TEXTE SOURCE:
::::

La Première Guerre mondiale en BD : albums disponibles présentant un thème particulier

Nous publions ci-dessous, en tant que tribune libre, le travail d’Alexandre.


Deux outils sortis en 2008 « 14-18 dans la bande dessinée » de Luc Révillon et Bruno Denéchère (à La Bulle au carré) et « La Grande Guerre dans la bande dessinée de 1914 à aujourd’hui » de Vincent Marie (chez Cinq continents éditions) ne manquent pas d’intérêt. Toutefois ils évoquent nombre d’albums ou de périodiques de plus en plus difficiles à se procurer. Par ailleurs ils oublient forcément tout ce qui est paru entre 2008 et 2015 (« La Grande Guerre dans la BD » toujours de Luc Révillon est une version plus complète de « La Grande Guerre dans la bande dessinée de 1914 à aujourd’hui », elle cite des albums sortis jusque dans la première partie de 2014).

revillonUn reproche que nous pouvons nous autoriser à faire à Luc Réveillon (car nous pouvons répondre à ce qui suit) est qu’il n’est pas assez compétent pour identifier les dessinateurs des histoires en images de l’époque 1915-1918 (les journaux pour enfants à une exception près disparaissent entre fin août et décembre 1914). Il en montre toutefois de très significatives autour du conflit.« La Guerre dans la BD » de Mike Conroy ne s’intéresse, quelque soit l’époque, qu’à la production anglophone. Pour la Première Guerre mondiale, elle présente la série des aventures de « La Grande Guerre de Charlie«  de Joe Colquhoun, « La mort blanche » de Charlie Adlard et survole la production de Tardi ainsi que quelques rares BD des années 1960 et 1970 toutes publiées en anglais dans des magazines et dont nous n’aurons jamais la traduction en français.

::::

TÂCHE COURTE A:
D'après le texte source, à quelle production se limite « La Guerre dans la BD » de Mike Conroy ?

LIGNES:
::::

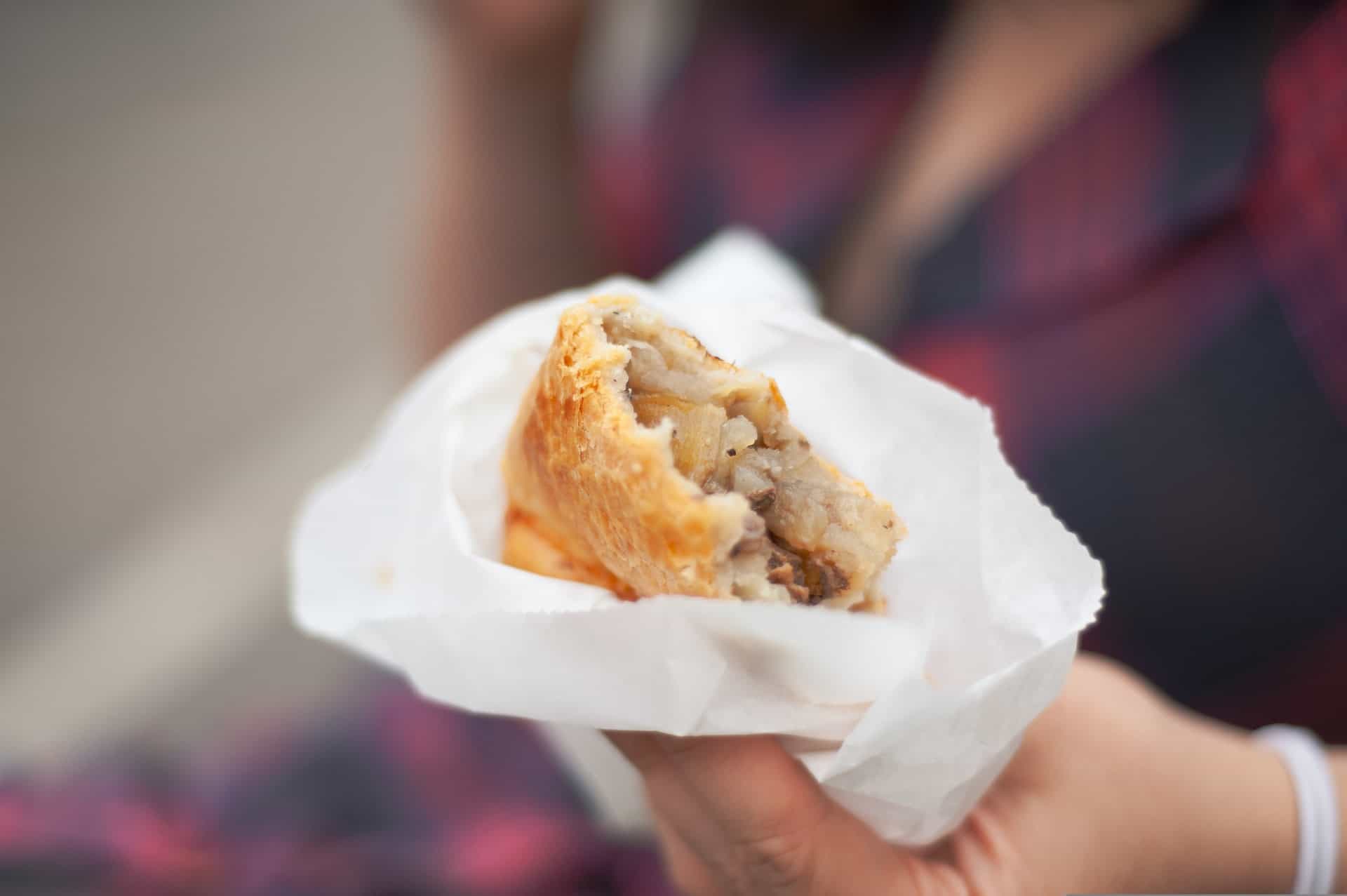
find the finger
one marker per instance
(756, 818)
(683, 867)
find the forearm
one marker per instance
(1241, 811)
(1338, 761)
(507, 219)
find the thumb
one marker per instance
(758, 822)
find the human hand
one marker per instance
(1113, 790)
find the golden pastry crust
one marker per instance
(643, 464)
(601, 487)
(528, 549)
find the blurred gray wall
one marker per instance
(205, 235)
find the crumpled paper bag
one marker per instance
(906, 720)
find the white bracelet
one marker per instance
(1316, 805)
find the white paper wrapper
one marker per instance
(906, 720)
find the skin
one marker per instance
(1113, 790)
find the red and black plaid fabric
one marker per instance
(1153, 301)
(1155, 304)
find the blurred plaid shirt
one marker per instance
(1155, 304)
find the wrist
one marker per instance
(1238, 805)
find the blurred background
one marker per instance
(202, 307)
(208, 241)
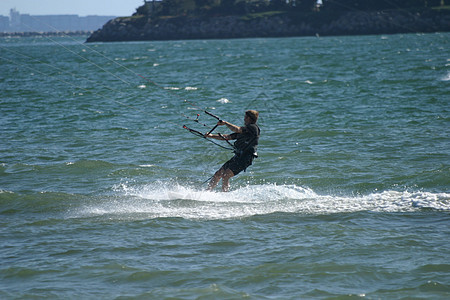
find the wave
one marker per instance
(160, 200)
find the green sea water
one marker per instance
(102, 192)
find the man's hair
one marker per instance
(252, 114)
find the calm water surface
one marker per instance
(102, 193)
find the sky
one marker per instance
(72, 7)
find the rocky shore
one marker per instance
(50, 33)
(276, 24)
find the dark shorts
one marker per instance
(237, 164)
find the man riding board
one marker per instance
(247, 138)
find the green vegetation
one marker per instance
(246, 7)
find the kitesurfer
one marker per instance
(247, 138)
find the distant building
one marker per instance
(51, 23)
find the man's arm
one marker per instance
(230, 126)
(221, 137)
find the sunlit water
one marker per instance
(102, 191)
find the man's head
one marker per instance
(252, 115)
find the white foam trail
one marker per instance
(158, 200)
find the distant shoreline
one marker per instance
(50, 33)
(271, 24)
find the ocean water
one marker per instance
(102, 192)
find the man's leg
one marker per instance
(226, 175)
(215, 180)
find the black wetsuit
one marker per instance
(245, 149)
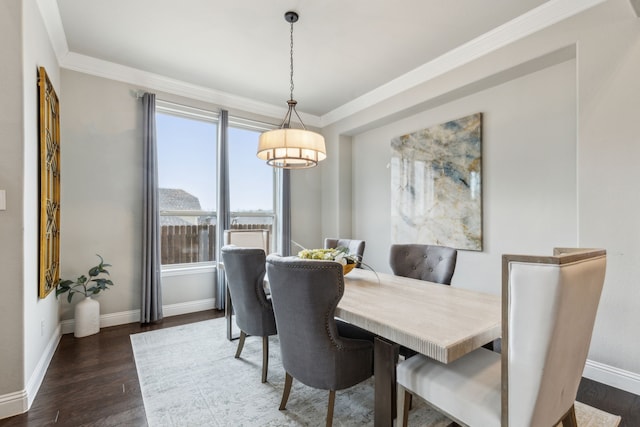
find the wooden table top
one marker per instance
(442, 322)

::::

TÂCHE COURTE B:
Dans les lignes, mettez à jour la partie qui s'ouvre sur la ligne contenant « find the skin » et se termine avec la dernière ligne, les deux bouts compris, en remplaçant « one marker per instance » par « one point per instance ». N'incluez pas les images dans votre réponse.

RÉPONSE A:
Elle ne s'intéresse qu'à la production anglophone.

RÉPONSE B:
find the skin
one point per instance
(1113, 790)
find the red and black plaid fabric
one point per instance
(1153, 301)
(1155, 304)
find the blurred plaid shirt
one point per instance
(1155, 304)
find the wrist
one point per instance
(1238, 805)
find the blurred background
one point per instance
(202, 307)
(208, 241)
find the wave
one point per instance
(160, 200)
find the green sea water
one point per instance
(102, 192)
find the man's hair
one point per instance
(252, 114)
find the calm water surface
one point per instance
(102, 193)
find the sky
one point per instance
(72, 7)
find the rocky shore
one point per instance
(50, 33)
(276, 24)
find the dark shorts
one point per instance
(237, 164)
find the man riding board
one point per instance
(247, 138)
find the green vegetation
one point per instance
(246, 7)
find the kitesurfer
one point per instance
(247, 138)
find the distant building
one point per instance
(51, 23)
find the man's arm
one point per instance
(230, 126)
(221, 137)
find the sunlit water
one point per instance
(102, 191)
find the man's head
one point per instance
(252, 115)
find the white foam trail
one point per instance
(158, 200)
find the distant shoreline
one point per instance
(50, 33)
(271, 24)
find the ocean water
one point per instance
(102, 192)
find the man's leg
one point per instance
(226, 175)
(215, 180)
find the black wetsuit
one point per instance
(245, 149)
find the wooden table top
one point per instance
(442, 322)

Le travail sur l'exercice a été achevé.